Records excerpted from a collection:

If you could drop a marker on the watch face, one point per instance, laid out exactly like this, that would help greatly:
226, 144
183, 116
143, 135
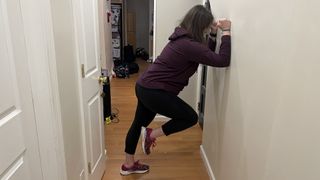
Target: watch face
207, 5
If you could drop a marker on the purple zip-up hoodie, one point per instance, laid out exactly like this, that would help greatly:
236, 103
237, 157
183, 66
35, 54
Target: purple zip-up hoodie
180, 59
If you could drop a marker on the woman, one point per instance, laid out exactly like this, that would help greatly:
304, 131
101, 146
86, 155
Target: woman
--
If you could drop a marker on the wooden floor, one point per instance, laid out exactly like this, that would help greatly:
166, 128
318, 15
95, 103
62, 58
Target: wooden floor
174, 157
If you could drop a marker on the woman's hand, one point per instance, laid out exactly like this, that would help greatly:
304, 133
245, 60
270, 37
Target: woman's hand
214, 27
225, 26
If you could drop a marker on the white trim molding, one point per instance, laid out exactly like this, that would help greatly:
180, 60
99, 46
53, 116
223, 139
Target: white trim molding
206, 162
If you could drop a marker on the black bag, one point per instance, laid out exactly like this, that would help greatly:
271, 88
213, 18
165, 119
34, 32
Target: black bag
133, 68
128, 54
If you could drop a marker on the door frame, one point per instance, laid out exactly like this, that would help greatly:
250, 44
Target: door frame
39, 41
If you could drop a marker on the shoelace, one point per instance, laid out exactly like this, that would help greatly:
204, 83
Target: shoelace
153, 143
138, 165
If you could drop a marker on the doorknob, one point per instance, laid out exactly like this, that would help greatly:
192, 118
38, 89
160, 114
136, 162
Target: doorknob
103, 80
* * *
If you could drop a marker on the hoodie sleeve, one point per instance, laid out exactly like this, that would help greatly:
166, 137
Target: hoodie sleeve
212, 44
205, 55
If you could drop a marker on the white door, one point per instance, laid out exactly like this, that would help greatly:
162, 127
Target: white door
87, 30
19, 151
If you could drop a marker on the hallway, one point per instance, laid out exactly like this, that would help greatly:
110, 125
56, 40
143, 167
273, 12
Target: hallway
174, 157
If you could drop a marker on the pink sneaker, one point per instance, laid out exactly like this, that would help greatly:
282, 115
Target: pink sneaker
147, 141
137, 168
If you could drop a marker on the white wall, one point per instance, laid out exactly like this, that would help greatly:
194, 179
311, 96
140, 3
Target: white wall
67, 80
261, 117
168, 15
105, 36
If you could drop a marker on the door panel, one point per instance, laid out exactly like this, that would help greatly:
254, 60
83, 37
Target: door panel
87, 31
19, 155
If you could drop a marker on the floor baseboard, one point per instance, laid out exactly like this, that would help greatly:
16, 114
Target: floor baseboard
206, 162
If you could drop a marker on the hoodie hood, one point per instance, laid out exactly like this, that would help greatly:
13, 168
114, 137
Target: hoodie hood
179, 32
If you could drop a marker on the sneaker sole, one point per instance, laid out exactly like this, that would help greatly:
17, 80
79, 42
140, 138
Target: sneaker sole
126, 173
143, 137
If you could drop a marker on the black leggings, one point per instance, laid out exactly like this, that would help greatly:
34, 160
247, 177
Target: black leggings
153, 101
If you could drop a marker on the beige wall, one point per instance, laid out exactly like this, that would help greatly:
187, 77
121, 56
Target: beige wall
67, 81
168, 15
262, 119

- **STATED GOAL**:
Please gather every line in the listing above that contains the word "wooden" and copy each one in full.

- **EXERCISE RESPONSE**:
If you could drop a marker on the wooden floor, one point per instance, laid out exactly like this, that would help greatly:
Target: wooden floor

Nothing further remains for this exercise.